--- THE TASK ---
Format every line of the records below as a JSON list of strings, with one string per line and blank lines omitted.

#### INFORMATION SUPPLIED ####

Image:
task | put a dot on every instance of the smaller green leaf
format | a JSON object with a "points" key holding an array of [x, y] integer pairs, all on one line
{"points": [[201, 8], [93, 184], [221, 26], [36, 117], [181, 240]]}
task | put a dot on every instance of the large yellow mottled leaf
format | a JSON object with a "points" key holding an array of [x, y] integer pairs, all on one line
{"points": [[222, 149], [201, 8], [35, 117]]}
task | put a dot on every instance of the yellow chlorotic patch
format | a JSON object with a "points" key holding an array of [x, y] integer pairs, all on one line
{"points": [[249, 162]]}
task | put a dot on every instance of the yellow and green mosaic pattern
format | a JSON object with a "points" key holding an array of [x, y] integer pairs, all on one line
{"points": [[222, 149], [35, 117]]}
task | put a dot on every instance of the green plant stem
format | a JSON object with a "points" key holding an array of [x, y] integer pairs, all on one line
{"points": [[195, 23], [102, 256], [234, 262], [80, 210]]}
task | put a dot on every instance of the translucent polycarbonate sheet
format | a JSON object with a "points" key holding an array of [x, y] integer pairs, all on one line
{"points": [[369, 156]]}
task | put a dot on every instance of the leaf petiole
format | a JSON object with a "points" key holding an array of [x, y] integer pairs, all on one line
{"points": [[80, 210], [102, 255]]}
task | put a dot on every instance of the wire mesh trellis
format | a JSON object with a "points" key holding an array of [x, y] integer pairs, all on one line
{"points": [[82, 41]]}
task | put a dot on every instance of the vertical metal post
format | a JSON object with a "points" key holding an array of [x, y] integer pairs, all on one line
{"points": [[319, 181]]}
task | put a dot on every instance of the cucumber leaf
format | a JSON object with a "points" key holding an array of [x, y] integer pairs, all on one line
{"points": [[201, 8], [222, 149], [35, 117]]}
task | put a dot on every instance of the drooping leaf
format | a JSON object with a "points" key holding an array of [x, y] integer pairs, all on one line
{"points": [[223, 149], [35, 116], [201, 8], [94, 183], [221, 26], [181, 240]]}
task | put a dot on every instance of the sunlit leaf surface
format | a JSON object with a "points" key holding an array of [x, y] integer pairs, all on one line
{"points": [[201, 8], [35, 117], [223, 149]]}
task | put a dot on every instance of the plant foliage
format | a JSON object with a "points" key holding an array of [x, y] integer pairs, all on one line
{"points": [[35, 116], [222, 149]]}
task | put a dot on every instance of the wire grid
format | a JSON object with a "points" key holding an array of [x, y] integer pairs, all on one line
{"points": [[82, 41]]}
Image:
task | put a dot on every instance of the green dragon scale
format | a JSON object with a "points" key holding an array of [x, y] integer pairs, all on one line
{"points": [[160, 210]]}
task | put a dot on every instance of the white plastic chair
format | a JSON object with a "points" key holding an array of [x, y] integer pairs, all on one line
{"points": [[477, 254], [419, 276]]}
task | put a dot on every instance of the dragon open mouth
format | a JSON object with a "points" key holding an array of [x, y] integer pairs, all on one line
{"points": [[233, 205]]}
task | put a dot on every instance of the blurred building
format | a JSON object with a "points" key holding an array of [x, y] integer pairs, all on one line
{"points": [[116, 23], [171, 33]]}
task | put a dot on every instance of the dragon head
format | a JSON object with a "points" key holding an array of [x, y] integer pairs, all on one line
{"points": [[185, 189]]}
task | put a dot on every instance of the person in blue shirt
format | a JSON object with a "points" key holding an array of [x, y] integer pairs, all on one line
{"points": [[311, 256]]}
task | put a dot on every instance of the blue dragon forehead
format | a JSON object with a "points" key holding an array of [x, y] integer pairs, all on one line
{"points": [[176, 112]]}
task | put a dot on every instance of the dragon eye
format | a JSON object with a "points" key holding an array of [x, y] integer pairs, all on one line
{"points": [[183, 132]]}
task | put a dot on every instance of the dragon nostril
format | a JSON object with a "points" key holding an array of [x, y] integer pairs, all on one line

####

--- ANSWER ---
[
  "Image:",
  "task | put a dot on every instance of the smaller green leaf",
  "format | a JSON object with a \"points\" key holding an array of [x, y] integer pairs, all on one line",
  "{\"points\": [[201, 8], [93, 184], [221, 26], [36, 117], [181, 240]]}",
  "task | put a dot on every instance of the large yellow mottled leaf",
  "format | a JSON object with a \"points\" key holding an array of [x, y] integer pairs, all on one line",
  "{\"points\": [[222, 149], [201, 8], [35, 117]]}",
  "task | put a dot on every instance of the yellow chlorotic patch",
  "format | a JSON object with a \"points\" key holding an array of [x, y] integer pairs, all on one line",
  "{\"points\": [[249, 162]]}",
  "task | put a dot on every instance of the yellow and green mosaic pattern",
  "format | a JSON object with a \"points\" key holding an array of [x, y] integer pairs, all on one line",
  "{\"points\": [[222, 149], [35, 117]]}",
  "task | put a dot on every instance of the green plant stem",
  "format | a JSON object with a \"points\" key holding an array of [x, y] integer pairs, all on one line",
  "{\"points\": [[195, 23], [102, 256], [234, 262], [80, 210]]}",
  "task | put a dot on every instance of the translucent polycarbonate sheet",
  "format | a JSON object with a \"points\" key holding an array of [x, y] integer pairs, all on one line",
  "{\"points\": [[369, 156]]}",
  "task | put a dot on every instance of the leaf petiole",
  "format | a JSON object with a \"points\" key holding an array of [x, y] integer pairs, all on one line",
  "{\"points\": [[80, 210], [102, 255]]}",
  "task | put a dot on every instance of the wire mesh trellis",
  "format | a JSON object with a \"points\" key holding an array of [x, y] integer pairs, all on one line",
  "{\"points\": [[82, 41]]}",
  "task | put a dot on every instance of the vertical metal post",
  "format | a JSON object with a \"points\" key holding an array of [x, y] integer pairs, all on one line",
  "{\"points\": [[319, 181]]}",
  "task | put a dot on every instance of the cucumber leaf",
  "format | a JSON object with a \"points\" key holding an array of [x, y] integer pairs, all on one line",
  "{\"points\": [[201, 8], [222, 149], [35, 117]]}",
  "task | put a dot on every instance of the drooping leaf",
  "format | a JSON object with a \"points\" key holding an array of [x, y] integer pairs, all on one line",
  "{\"points\": [[223, 149], [35, 116], [201, 8], [94, 183], [221, 26], [181, 240]]}",
  "task | put a dot on every instance of the sunlit leaf surface",
  "format | a JSON object with a \"points\" key holding an array of [x, y] integer pairs, all on one line",
  "{\"points\": [[201, 8], [35, 117], [223, 149]]}",
  "task | put a dot on every instance of the plant foliage",
  "format | a JSON object with a \"points\" key holding an array of [x, y] integer pairs, all on one line",
  "{\"points\": [[35, 116], [222, 149]]}",
  "task | put a dot on every instance of the wire grid",
  "format | a JSON object with a \"points\" key holding an array of [x, y] integer pairs, all on one line",
  "{\"points\": [[82, 41]]}",
  "Image:",
  "task | put a dot on every instance of the green dragon scale",
  "format | a JSON object with a \"points\" key holding an array of [x, y] integer pairs, all on one line",
  "{\"points\": [[160, 210]]}",
  "task | put a dot on every instance of the white plastic chair",
  "format | a JSON object with a \"points\" key holding an array of [x, y] integer pairs, all on one line",
  "{\"points\": [[477, 254], [419, 276]]}",
  "task | put a dot on every instance of the dragon open mouth",
  "format | a JSON object with a \"points\" key holding an array of [x, y] integer pairs, all on one line",
  "{\"points\": [[233, 205]]}",
  "task | put a dot on every instance of the blurred building",
  "format | a JSON object with a \"points\" key holding an array of [x, y] integer pairs, all on one line",
  "{\"points\": [[116, 23], [171, 33]]}",
  "task | put a dot on every instance of the dragon head",
  "format | a JSON object with a \"points\" key holding an array of [x, y] integer pairs, all on one line",
  "{\"points\": [[185, 189]]}",
  "task | put a dot on every instance of the person in blue shirt",
  "format | a JSON object with a \"points\" key holding an array of [x, y] integer pairs, all on one line",
  "{\"points\": [[311, 256]]}",
  "task | put a dot on every instance of the blue dragon forehead",
  "format | a JSON object with a \"points\" key holding an array of [x, y] integer pairs, all on one line",
  "{\"points\": [[176, 112]]}",
  "task | put a dot on every instance of the dragon eye",
  "format | a JSON object with a \"points\" key holding an array of [x, y] integer pairs, all on one line",
  "{\"points\": [[183, 132]]}",
  "task | put a dot on every instance of the dragon nostril",
  "format | a JSON object with a \"points\" key holding an array of [x, y] integer pairs, all on one line"
]